## [Supplied text]
####
Janet Buckner, a graduate student in UCLA Ecology and Evolutionary Biology, has been awarded a Fulbright fellowship for her research on primate phylogenetics in the Brazilian Amazon, for May through November 2015.  Janet’s Ph.D. is co-advised by Michael Alfaro (Ecology and Evolutionary Biology, Institute for Society and Genetics), David Jacobs (Ecology and Evolutionary Biology), and Jessica Lynch Alfaro (Institute for Society and Genetics, Anthropology). Congratulations, Janet!

 

Below Janet Buckner describes her Fulbright-funded research project:As part of my Fulbright fellowship, I will investigate the phylogenetics and biogeography of Amazonian marmosets (Cebuella, Mico, Callibella) in an effort to understand the diversification of clades in the Amazon basin.  These primates are understudied in all aspects of their biology. Most species occur in the remotest areas of the Amazon basin and the IUCN Red List of Threatened Species has deemed more than half the listed species as data deficient or vulnerable.  This group is underrepresented in studies that aim to understand phylogenetic relationships and biogeography of the Neotropical primates, in part because several of the Mico and Callibella species are recently discovered and genetic material has not become widely available.  To address this gap, my collaborators and I will use a recent genomic technique based on ultra-conserved elements to establish the phylogenetic relationships among extant Amazonian marmosets.  Additionally, we will use model testing to reconstruct the biogeographic history of Amazonian marmosets as a group, and study phylogeography in select species that are particularly widespread.
####
## [Extracted material]

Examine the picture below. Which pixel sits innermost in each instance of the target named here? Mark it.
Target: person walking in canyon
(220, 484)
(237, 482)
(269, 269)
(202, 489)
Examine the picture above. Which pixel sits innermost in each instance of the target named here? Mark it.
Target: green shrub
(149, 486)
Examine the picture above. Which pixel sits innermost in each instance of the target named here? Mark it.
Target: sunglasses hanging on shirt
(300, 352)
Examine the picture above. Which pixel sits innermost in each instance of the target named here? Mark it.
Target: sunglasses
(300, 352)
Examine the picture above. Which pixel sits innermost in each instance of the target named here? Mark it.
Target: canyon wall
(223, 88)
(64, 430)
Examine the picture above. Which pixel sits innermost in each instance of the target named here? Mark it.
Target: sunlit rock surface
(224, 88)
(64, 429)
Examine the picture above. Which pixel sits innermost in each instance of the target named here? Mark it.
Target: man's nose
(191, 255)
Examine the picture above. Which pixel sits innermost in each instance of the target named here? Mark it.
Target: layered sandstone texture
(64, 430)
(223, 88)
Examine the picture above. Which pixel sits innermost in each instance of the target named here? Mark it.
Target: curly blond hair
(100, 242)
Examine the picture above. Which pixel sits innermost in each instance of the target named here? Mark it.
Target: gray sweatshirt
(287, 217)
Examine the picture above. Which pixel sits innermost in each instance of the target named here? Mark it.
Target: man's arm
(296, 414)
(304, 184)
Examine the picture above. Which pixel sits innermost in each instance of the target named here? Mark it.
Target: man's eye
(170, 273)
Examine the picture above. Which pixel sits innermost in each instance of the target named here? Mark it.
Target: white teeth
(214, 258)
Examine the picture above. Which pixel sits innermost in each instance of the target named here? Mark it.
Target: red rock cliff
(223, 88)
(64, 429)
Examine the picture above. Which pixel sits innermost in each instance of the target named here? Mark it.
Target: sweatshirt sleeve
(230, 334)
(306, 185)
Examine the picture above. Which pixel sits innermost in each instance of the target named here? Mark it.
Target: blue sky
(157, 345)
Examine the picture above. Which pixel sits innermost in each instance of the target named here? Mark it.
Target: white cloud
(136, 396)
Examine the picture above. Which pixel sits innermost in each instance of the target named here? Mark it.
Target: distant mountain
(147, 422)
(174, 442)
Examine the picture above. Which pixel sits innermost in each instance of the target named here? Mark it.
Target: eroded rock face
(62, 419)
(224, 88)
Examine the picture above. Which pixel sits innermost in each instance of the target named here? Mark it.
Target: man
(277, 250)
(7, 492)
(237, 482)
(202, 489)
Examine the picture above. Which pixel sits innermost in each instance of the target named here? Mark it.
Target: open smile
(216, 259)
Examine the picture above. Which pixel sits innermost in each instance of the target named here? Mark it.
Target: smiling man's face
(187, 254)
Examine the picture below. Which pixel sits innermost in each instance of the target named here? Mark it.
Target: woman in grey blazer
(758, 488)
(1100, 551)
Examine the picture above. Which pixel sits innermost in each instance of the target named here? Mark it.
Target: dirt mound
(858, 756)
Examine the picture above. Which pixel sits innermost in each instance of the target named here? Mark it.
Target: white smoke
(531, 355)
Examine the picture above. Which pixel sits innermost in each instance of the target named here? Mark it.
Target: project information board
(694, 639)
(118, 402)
####
## [Required tasks]
**a.** According to the Fulbright article, which months does the fellowship cover?
**b.** Pick up the Fulbright article after its final sentence and keep writing it.
The records were taken from a source unrelated to the Fulbright article.

## [Per-task answers]
**a.** May through November 2015.

**b.**
Many Mico species and Callibella, as endemics, are particularly vulnerable to the threat of extinction posed by disturbance to their restricted ranges.  Continued climate change related to anthropogenic activities may exacerbate this threat.  Elucidating how such changes continue to impact these species may benefit from an understanding of how lineages have evolved in a dynamic environment through deep time.  In the absence of densely sampled population genetic studies, biogeographic and diverisfication studies represent an alternative that could prove useful in conservation planning through modeling the impact of environmental change on species.